**WHAT TO WORK ON:**
**A.** In the passage about the wheel, rewrite everything from "Wheels are the" down to "to that cylinder.", changing "cylinder" to "drum".
**B.** According to the passage about the wheel, why were the earliest wagons built quite narrow? Answer in one to three sentences.
**C.** What date does the passage about the wheel give for the invention of the wheel?

**TEXT TO READ:**

[START]

Posted on 03/12/2012 9:01:18 PM PDT by SunkenCiv

Wheels are the archetype of a primitive, caveman-level technology. But in fact, they're so ingenious that it took until 3500 B.C. for someone to invent them. By that time -- it was the Bronze Age -- humans were already casting metal alloys, constructing canals and sailboats, and even designing complex musical instruments such as harps.

The tricky thing about the wheel is not conceiving of a cylinder rolling on its edge. It's figuring out how to connect a stable, stationary platform to that cylinder.

"The stroke of brilliance was the wheel-and-axle concept," said David Anthony, a professor of anthropology at Hartwick College and author of "The Horse, the Wheel, and Language"... "But then making it was also difficult."

To make a fixed axle with revolving wheels, Anthony explained, the ends of the axle had to be nearly perfectly smooth and round, as did the holes in the center of the wheels; otherwise, there would be too much friction for the wheels to turn. Furthermore, the axles had to fit snugly inside the wheels' holes, but not too snugly -- they had to be free to rotate. [What Makes Wheels Appear to Spin Backward?]

The success of the whole structure was extremely sensitive to the size of the axle. While a narrow one would reduce the amount of friction, it would also be too weak to support a load. Meanwhile, a thick axle would hugely increase the amount of friction. "They solved this problem by making the earliest wagons quite narrow, so they could have short axles, which made it possible to have an axle that wasn't very thick," Anthony told Life's Little Mysteries.

[END]

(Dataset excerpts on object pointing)
[START]

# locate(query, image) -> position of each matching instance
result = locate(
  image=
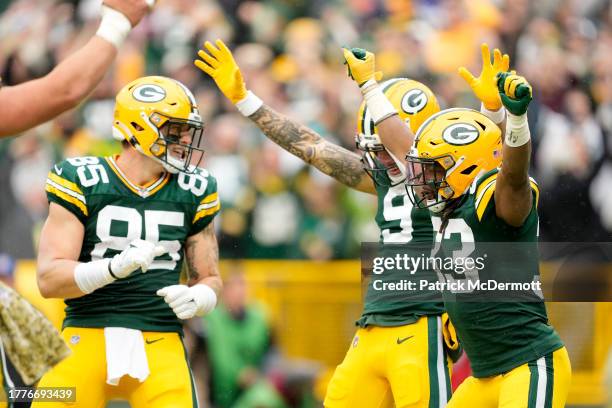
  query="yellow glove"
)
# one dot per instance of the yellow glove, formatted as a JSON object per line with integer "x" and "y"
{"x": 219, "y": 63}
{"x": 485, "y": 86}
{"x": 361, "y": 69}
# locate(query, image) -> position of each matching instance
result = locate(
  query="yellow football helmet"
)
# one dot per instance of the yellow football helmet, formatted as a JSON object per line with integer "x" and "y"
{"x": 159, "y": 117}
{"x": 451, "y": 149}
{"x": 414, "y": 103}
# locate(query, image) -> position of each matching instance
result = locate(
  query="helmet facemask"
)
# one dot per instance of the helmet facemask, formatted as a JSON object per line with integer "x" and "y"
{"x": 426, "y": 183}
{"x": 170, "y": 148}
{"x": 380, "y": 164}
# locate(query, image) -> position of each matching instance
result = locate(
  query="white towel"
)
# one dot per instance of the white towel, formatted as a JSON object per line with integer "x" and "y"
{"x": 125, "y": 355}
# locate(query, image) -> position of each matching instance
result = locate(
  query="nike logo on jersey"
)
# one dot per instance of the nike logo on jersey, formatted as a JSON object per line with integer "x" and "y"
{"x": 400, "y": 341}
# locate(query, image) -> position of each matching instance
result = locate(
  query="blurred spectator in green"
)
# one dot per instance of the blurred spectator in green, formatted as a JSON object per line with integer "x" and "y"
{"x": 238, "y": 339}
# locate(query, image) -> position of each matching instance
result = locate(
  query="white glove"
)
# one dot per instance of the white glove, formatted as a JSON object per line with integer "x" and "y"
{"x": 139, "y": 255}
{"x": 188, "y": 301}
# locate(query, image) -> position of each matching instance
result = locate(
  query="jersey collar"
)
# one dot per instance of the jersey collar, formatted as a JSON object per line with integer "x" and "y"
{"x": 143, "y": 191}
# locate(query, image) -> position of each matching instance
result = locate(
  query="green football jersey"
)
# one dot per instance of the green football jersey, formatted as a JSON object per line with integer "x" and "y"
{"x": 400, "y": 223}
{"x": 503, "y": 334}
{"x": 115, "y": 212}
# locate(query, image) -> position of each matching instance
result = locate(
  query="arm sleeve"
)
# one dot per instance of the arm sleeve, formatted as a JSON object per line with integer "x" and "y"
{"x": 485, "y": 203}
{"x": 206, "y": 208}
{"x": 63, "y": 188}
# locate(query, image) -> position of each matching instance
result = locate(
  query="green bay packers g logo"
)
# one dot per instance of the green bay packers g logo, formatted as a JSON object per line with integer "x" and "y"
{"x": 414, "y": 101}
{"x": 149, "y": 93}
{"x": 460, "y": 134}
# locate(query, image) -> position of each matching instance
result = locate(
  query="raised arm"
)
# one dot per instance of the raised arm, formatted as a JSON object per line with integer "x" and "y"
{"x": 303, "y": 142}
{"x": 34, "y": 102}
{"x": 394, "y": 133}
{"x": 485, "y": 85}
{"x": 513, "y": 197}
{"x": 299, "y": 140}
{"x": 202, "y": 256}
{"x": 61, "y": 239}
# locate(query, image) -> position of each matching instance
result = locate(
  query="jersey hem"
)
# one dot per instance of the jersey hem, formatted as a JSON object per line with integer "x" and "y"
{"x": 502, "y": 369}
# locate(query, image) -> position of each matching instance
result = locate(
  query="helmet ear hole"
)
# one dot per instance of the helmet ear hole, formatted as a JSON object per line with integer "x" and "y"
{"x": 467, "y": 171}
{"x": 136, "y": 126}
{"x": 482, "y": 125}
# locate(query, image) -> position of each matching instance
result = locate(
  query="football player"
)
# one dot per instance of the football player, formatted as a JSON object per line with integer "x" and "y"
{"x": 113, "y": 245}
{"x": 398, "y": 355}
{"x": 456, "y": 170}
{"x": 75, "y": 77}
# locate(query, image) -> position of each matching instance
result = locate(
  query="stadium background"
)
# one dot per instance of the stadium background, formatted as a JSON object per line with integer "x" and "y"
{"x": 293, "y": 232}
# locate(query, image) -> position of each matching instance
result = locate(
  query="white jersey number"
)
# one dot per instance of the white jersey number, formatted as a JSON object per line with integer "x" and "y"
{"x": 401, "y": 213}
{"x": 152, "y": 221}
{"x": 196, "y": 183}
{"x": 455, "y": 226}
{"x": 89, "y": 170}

[END]
[START]

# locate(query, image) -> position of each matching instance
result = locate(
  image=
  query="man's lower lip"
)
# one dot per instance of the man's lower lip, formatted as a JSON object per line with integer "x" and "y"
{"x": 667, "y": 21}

[END]

**THE RESULTS:**
**A.**
Wheels are the archetype of a primitive, caveman-level technology. But in fact, they're so ingenious that it took until 3500 B.C. for someone to invent them. By that time -- it was the Bronze Age -- humans were already casting metal alloys, constructing canals and sailboats, and even designing complex musical instruments such as harps.

The tricky thing about the wheel is not conceiving of a drum rolling on its edge. It's figuring out how to connect a stable, stationary platform to that drum.

**B.** A narrow wagon could have short axles, and a short axle did not need to be very thick. This solved the axle-size problem: a thin axle reduces friction but is too weak to carry a load, while a thick axle greatly increases friction.

**C.** 3500 B.C.